Starting at the line containing "box: [657, 156, 667, 179]" and ending at the line containing "negative clicks: (722, 183)", print every line of the material below exactly, both ends included, and stop there.
....
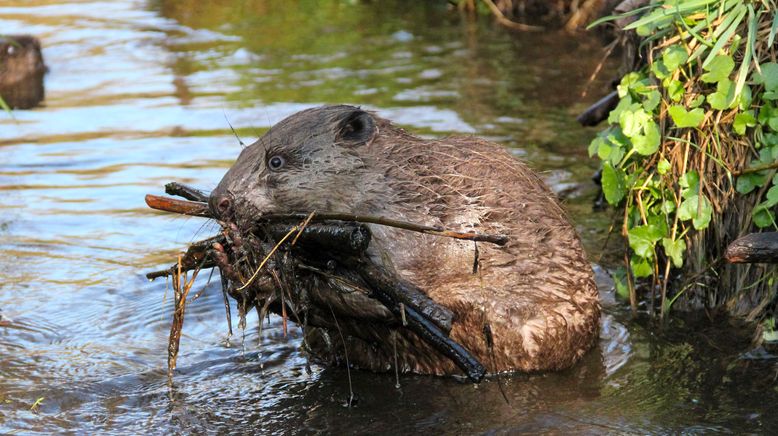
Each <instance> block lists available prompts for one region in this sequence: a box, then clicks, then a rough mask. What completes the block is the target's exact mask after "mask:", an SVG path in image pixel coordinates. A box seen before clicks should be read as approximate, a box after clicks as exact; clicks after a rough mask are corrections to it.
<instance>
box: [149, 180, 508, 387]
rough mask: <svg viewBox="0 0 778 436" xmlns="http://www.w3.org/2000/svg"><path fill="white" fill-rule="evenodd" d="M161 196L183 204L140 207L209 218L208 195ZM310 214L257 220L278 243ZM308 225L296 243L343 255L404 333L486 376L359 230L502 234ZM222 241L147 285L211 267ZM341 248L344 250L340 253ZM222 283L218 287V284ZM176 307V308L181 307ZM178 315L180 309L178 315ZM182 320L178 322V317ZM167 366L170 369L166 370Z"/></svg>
mask: <svg viewBox="0 0 778 436" xmlns="http://www.w3.org/2000/svg"><path fill="white" fill-rule="evenodd" d="M165 191H166V193H168V194H170V195H176V196H180V197H183V198H186V199H187V200H178V199H173V198H170V197H161V196H157V195H150V194H149V195H147V196H146V204H147V205H148V206H149V207H151V208H153V209H157V210H161V211H165V212H173V213H177V214H183V215H190V216H199V217H207V218H212V217H213V216H212V214H211V213H210V210H209V209H208V204H207V200H208V196H207V195H205V194H204V193H202V192H201V191H198V190H196V189H194V188H191V187H188V186H186V185H182V184H178V183H169V184H167V185H166V186H165ZM309 215H310V214H284V215H265V216H263V217H261V218H260V219H259V220H258V223H259V224H260V225H261V228H262V231H263V232H264V234H265V235H267V236H268V237H269V238H270V239H273V240H276V241H278V240H280V239H282V236H283V235H286V234H288V233H289V232H290V231H291V229H292V228H293V227H294V226H295V225H294V224H293V223H292V222H293V221H294V222H299V220H300V219H301V218H302V219H304V218H306V216H308V217H309V218H310V216H309ZM310 221H312V222H311V223H309V224H307V225H306V226H303V230H302V231H301V232H300V234H299V236H298V238H297V239H299V242H300V243H301V244H312V245H316V246H319V247H323V246H324V247H329V248H333V249H336V251H337V252H338V254H341V255H342V256H343V262H344V263H345V264H347V265H348V266H349V267H350V268H352V269H353V270H354V271H356V272H357V274H358V276H359V278H360V279H361V280H362V281H363V282H364V283H365V284H366V285H367V286H368V287H369V288H370V295H369V296H370V297H372V298H374V299H375V300H377V301H379V302H380V303H381V304H383V305H384V306H385V307H386V308H387V309H389V310H390V311H391V312H392V313H393V314H394V315H395V316H396V317H397V318H398V319H402V320H403V321H404V323H407V324H405V325H406V326H407V328H408V329H410V330H411V331H413V332H414V333H415V334H416V335H417V336H419V337H420V338H421V339H422V340H424V341H425V342H426V343H427V344H428V345H430V346H431V347H432V348H434V349H435V350H437V351H438V352H440V353H441V354H443V355H445V356H446V357H448V358H449V359H451V360H452V361H453V362H454V363H455V364H456V365H457V366H458V367H459V368H460V369H461V370H462V371H464V373H465V374H466V375H467V376H468V378H469V379H470V380H472V381H473V382H476V383H477V382H480V381H481V379H482V378H483V377H484V375H485V373H486V369H485V368H484V366H483V365H482V364H481V363H480V362H479V361H478V360H477V359H476V358H475V357H474V356H473V355H472V354H470V352H469V351H467V349H465V348H464V347H463V346H462V345H460V344H459V343H457V342H456V341H454V340H452V339H451V338H450V337H449V336H448V333H449V332H450V330H451V323H452V319H453V314H452V312H451V311H450V310H449V309H448V308H446V307H444V306H441V305H439V304H437V303H436V302H435V301H434V300H432V299H431V298H429V297H427V295H426V294H424V293H423V292H422V291H421V290H420V289H418V288H417V287H416V286H414V285H413V284H411V283H408V282H405V281H403V280H398V279H397V278H396V277H394V276H393V275H391V274H388V273H387V272H386V271H384V270H383V269H381V268H380V267H378V266H376V265H375V264H373V263H372V262H370V261H369V260H368V259H367V258H366V256H364V251H365V250H366V249H367V247H368V245H369V243H370V231H369V229H368V228H367V227H366V226H365V225H364V224H366V223H369V224H378V225H385V226H391V227H397V228H401V229H405V230H410V231H416V232H421V233H426V234H432V235H437V236H446V237H452V238H457V239H465V240H472V241H484V242H490V243H493V244H497V245H504V244H505V243H507V241H508V238H507V237H506V236H503V235H487V234H481V233H475V232H456V231H452V230H448V229H444V228H440V227H431V226H423V225H419V224H415V223H408V222H404V221H397V220H392V219H387V218H382V217H372V216H360V215H353V214H345V213H326V214H320V213H316V214H315V215H314V216H313V219H312V220H310ZM228 242H229V241H228V238H227V237H226V236H224V235H218V236H215V237H212V238H208V239H205V240H202V241H199V242H195V243H193V244H191V245H190V246H189V247H188V249H187V251H186V253H185V254H184V255H183V256H182V257H181V258H180V260H179V262H177V263H176V264H175V265H173V266H172V267H170V268H169V269H166V270H162V271H156V272H151V273H148V274H147V275H146V277H147V278H149V279H150V280H153V279H155V278H157V277H167V276H173V278H174V280H176V281H178V280H180V277H181V274H182V273H185V272H187V271H191V270H194V271H198V270H199V269H201V268H213V267H217V266H218V265H219V264H218V261H217V259H216V256H215V255H214V253H213V250H212V248H211V247H213V246H214V244H221V245H222V246H224V245H226V244H228ZM344 249H345V250H344ZM305 261H306V259H296V260H295V262H297V265H296V266H298V267H302V268H303V269H308V270H309V271H317V268H316V267H313V266H311V265H306V264H305ZM223 283H224V282H223ZM183 303H184V302H182V303H181V304H183ZM181 315H183V310H182V311H181ZM181 318H182V317H181ZM174 322H175V323H178V324H179V325H181V324H183V319H179V318H176V319H175V320H174ZM178 339H180V332H179V334H177V335H174V334H173V331H172V330H171V337H170V343H169V347H168V348H169V352H170V353H173V352H174V351H173V350H175V352H176V353H177V350H178V346H177V342H178ZM175 357H176V356H175V355H173V356H171V355H169V356H168V362H169V368H168V370H169V373H170V374H172V370H173V369H174V366H175V360H176V359H175ZM170 365H172V367H171V366H170Z"/></svg>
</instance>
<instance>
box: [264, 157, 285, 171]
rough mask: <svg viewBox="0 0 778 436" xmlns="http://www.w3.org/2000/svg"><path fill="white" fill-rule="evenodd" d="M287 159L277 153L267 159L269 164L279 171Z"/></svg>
mask: <svg viewBox="0 0 778 436" xmlns="http://www.w3.org/2000/svg"><path fill="white" fill-rule="evenodd" d="M285 163H286V160H285V159H284V158H283V156H279V155H275V156H273V157H271V158H270V159H268V160H267V166H268V168H270V169H271V170H273V171H278V170H280V169H281V168H283V167H284V164H285Z"/></svg>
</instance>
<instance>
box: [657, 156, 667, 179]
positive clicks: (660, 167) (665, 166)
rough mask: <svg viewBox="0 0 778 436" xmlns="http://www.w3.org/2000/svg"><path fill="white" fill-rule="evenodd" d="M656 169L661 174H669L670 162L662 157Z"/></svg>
mask: <svg viewBox="0 0 778 436" xmlns="http://www.w3.org/2000/svg"><path fill="white" fill-rule="evenodd" d="M656 171H657V172H658V173H659V175H660V176H663V175H665V174H667V172H668V171H670V162H668V161H667V159H665V158H662V159H660V160H659V163H658V164H656Z"/></svg>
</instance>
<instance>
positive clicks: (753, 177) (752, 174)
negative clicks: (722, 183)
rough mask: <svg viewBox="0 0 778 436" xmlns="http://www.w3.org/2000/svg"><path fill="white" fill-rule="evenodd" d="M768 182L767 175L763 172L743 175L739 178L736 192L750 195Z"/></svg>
mask: <svg viewBox="0 0 778 436" xmlns="http://www.w3.org/2000/svg"><path fill="white" fill-rule="evenodd" d="M766 181H767V175H766V174H764V172H763V171H760V172H758V173H748V174H743V175H742V176H739V177H738V178H737V182H736V183H735V190H736V191H737V192H739V193H741V194H748V193H749V192H751V191H753V190H754V189H756V188H760V187H762V186H764V184H765V182H766Z"/></svg>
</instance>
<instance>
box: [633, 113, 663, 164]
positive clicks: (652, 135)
mask: <svg viewBox="0 0 778 436" xmlns="http://www.w3.org/2000/svg"><path fill="white" fill-rule="evenodd" d="M644 130H645V132H646V133H645V135H637V136H635V137H633V138H631V139H632V146H633V147H635V151H637V152H638V153H640V154H642V155H643V156H649V155H651V154H654V153H656V151H657V150H658V149H659V142H660V140H661V137H660V133H659V126H657V124H656V123H655V122H654V120H648V125H647V126H646V127H645V129H644Z"/></svg>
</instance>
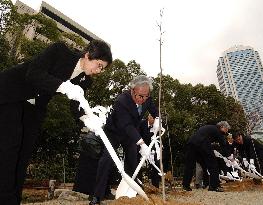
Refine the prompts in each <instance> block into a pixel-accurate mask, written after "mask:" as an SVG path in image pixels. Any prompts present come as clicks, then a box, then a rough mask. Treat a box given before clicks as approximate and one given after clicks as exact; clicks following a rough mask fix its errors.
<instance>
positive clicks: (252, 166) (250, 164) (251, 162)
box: [249, 159, 256, 170]
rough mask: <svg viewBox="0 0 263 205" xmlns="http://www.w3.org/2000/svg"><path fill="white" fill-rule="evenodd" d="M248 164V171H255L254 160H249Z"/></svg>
mask: <svg viewBox="0 0 263 205" xmlns="http://www.w3.org/2000/svg"><path fill="white" fill-rule="evenodd" d="M249 162H250V164H249V169H250V170H255V169H256V167H255V165H254V159H250V160H249Z"/></svg>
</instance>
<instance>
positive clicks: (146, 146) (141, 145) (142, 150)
mask: <svg viewBox="0 0 263 205" xmlns="http://www.w3.org/2000/svg"><path fill="white" fill-rule="evenodd" d="M140 146H141V149H140V154H141V155H142V156H143V157H144V156H145V157H146V158H148V157H149V156H150V149H149V147H148V146H147V145H146V144H145V143H143V144H141V145H140Z"/></svg>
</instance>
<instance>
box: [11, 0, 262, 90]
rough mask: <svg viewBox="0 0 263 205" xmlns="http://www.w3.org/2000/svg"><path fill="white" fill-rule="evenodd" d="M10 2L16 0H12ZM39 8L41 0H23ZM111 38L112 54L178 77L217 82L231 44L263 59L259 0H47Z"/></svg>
mask: <svg viewBox="0 0 263 205" xmlns="http://www.w3.org/2000/svg"><path fill="white" fill-rule="evenodd" d="M12 1H13V3H14V2H15V0H12ZM21 1H22V2H23V3H25V4H27V5H29V6H30V7H32V8H33V9H35V10H39V7H40V5H41V0H21ZM45 1H46V2H47V3H48V4H50V5H51V6H53V7H54V8H56V9H57V10H59V11H60V12H62V13H63V14H65V15H66V16H68V17H69V18H71V19H73V20H74V21H76V22H77V23H79V24H80V25H82V26H83V27H85V28H86V29H87V30H89V31H91V32H92V33H94V34H95V35H97V36H99V37H100V38H102V39H104V40H105V41H107V42H108V43H110V44H111V47H112V52H113V58H114V59H116V58H119V59H120V60H122V61H124V62H125V63H126V64H127V63H128V62H129V61H130V60H135V61H136V62H137V63H139V64H140V65H141V67H142V69H143V70H144V71H146V73H147V74H148V75H150V76H156V75H157V74H158V73H159V72H160V66H159V41H158V39H159V37H160V33H159V28H158V26H157V22H160V10H161V9H162V8H163V18H162V27H163V31H164V33H163V46H162V67H163V73H164V74H169V75H171V76H172V77H173V78H176V79H178V80H179V81H180V82H181V83H191V84H193V85H196V84H197V83H202V84H204V85H209V84H215V85H216V86H218V82H217V77H216V68H217V61H218V58H219V57H220V56H221V55H222V53H223V52H224V51H225V50H227V49H229V48H230V47H232V46H234V45H244V46H251V47H253V48H254V49H255V50H257V51H259V54H260V56H261V58H262V59H263V32H262V31H263V22H262V20H263V12H262V8H263V1H262V0H198V1H197V0H180V1H179V0H74V1H68V0H45Z"/></svg>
....
§ Answer
box: [657, 156, 667, 179]
positive clicks: (660, 167) (665, 166)
rough mask: <svg viewBox="0 0 778 436" xmlns="http://www.w3.org/2000/svg"><path fill="white" fill-rule="evenodd" d="M656 169L661 174H669L670 162L662 157Z"/></svg>
mask: <svg viewBox="0 0 778 436" xmlns="http://www.w3.org/2000/svg"><path fill="white" fill-rule="evenodd" d="M656 171H657V172H658V173H659V175H660V176H663V175H665V174H667V172H668V171H670V162H668V161H667V159H665V158H662V159H660V160H659V163H658V164H656Z"/></svg>
</instance>
<instance>
positive clicks: (753, 177) (752, 174)
negative clicks: (722, 183)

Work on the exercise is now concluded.